**TASK DETAILS:** Look through the data below for the line with "Target: magenta jacket" and the line with "Reviewer note: confirm that each instance of the pink balloon", then output those two and all lines in between, exactly as written.
*** INPUT MATERIAL Section Begins ***
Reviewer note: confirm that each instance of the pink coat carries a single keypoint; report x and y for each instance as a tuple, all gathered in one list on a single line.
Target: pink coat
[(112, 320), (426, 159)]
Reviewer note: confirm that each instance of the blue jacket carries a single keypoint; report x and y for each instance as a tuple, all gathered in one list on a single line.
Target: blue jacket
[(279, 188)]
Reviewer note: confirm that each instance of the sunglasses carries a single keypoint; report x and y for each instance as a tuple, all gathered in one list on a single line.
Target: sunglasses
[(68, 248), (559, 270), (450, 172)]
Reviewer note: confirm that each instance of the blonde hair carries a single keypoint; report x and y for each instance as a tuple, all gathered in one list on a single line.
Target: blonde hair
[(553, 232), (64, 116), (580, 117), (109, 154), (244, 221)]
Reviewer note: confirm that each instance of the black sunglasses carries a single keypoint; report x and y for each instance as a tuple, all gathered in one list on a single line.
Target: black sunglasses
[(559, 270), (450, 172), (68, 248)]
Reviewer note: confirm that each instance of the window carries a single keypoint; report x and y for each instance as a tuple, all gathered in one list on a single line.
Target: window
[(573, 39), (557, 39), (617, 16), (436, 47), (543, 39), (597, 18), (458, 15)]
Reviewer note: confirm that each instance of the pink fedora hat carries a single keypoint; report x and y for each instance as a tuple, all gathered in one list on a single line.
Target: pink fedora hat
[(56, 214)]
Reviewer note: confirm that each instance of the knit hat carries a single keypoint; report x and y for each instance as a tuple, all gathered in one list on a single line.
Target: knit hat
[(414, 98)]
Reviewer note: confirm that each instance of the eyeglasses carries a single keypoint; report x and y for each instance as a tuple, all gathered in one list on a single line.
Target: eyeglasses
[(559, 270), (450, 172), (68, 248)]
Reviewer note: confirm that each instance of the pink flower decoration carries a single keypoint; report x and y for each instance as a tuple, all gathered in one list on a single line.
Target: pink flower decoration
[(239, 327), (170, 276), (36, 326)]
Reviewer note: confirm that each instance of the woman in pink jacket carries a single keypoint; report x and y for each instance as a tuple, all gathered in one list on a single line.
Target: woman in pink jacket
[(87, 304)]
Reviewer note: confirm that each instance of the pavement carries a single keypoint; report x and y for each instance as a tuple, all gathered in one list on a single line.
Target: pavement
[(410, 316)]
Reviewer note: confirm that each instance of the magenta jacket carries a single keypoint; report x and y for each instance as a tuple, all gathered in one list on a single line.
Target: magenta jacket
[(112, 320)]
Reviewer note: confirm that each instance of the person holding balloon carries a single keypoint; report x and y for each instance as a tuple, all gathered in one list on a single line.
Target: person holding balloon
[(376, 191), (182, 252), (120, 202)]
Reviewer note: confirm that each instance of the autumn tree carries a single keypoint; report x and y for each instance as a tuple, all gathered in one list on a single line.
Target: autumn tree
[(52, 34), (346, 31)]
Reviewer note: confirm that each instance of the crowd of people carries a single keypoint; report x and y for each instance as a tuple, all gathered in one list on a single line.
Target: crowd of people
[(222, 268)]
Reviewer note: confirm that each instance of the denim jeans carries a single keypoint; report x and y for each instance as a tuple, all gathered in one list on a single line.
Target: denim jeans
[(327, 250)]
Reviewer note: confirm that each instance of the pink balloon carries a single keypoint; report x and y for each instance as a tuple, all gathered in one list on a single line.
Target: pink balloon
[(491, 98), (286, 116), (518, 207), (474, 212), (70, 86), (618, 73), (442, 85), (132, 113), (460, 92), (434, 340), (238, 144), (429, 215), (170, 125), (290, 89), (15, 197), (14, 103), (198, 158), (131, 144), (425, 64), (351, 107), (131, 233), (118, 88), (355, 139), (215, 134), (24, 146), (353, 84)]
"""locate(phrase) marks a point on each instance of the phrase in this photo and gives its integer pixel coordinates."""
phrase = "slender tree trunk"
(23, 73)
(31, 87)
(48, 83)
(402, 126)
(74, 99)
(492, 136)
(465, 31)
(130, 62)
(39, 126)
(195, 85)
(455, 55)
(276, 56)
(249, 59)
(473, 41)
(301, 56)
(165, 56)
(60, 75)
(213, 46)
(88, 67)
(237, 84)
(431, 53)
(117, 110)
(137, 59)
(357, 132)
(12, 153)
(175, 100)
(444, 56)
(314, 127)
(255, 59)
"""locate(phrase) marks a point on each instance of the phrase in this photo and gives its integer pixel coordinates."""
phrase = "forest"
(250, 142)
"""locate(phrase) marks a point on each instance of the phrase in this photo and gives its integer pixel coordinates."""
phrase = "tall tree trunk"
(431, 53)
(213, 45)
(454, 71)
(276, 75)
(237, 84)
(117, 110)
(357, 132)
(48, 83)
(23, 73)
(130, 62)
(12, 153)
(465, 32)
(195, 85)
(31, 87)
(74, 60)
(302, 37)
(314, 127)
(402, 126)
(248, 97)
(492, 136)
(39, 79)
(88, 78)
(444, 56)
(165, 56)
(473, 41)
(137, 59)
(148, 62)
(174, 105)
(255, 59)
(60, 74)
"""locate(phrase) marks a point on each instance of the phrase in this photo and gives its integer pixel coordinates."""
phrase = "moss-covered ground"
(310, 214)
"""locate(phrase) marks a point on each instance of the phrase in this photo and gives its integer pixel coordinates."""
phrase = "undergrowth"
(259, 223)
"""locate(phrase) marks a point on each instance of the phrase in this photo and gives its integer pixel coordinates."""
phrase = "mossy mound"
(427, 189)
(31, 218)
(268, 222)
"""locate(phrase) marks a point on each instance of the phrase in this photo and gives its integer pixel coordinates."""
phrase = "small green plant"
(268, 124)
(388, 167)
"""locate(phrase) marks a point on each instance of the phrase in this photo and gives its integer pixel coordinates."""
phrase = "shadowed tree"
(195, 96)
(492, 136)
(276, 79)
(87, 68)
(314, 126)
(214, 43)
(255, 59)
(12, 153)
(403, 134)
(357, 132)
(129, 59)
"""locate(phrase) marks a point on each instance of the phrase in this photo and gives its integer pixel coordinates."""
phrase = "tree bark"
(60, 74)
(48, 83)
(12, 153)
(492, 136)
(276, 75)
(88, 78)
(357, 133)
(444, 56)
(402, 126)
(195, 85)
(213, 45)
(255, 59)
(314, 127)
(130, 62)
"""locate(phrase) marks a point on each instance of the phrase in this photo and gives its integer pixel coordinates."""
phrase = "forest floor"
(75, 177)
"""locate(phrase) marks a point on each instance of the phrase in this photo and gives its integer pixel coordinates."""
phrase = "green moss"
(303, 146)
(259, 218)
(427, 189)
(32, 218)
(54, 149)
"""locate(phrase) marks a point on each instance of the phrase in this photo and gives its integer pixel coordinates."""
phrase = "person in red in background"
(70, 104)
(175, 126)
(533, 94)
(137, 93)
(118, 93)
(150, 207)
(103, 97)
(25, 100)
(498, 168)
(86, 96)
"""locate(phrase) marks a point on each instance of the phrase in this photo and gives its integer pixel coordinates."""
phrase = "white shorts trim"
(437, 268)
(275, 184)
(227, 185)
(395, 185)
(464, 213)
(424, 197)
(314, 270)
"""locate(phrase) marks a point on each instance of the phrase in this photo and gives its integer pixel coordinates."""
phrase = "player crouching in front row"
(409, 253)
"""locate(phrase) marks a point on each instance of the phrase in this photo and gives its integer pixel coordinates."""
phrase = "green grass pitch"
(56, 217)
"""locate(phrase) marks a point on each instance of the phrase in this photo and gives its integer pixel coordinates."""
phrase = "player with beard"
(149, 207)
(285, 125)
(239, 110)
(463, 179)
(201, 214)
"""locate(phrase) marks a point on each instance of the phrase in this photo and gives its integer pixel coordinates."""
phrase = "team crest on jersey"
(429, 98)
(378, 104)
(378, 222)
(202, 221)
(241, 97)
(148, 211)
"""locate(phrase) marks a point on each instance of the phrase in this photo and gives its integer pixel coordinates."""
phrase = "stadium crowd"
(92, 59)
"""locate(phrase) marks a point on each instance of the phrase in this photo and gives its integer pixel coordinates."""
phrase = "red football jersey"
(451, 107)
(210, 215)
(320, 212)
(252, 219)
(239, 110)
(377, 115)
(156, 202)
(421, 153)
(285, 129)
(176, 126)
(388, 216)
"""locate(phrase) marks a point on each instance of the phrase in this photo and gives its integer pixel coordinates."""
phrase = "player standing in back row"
*** INPUT MATERIAL Section Ends ***
**RESPONSE AREA:**
Target: magenta jacket
[(112, 320)]
Reviewer note: confirm that each instance of the person holding balloon carries a single keypoint; report x and y for each instance as a tuple, all gathered in one list on a single line.
Target: person holding balloon
[(376, 191), (182, 252), (120, 202)]
Reviewer note: confirm that each instance of the autumn tree carries a single keypoint; report x and y for each instance as a tuple, all gathered in one list on a single line.
Target: autumn tree
[(52, 34), (346, 31)]
Reviewer note: confirm that each instance of the crowd of people carries a single keypoint; report x and y for each instance as a tuple, all gathered in one list on a single line.
Target: crowd of people
[(222, 268)]
Reviewer note: confirm that each instance of the denim jeans carries a single keypoint; report x and y for each instance as a tuple, all gathered in one list on a single line.
Target: denim jeans
[(327, 250)]
Reviewer note: confirm that each instance of the pink balloon carries a single keypoint; report x and y for each instance as a tuple, all gathered in one list on a single line.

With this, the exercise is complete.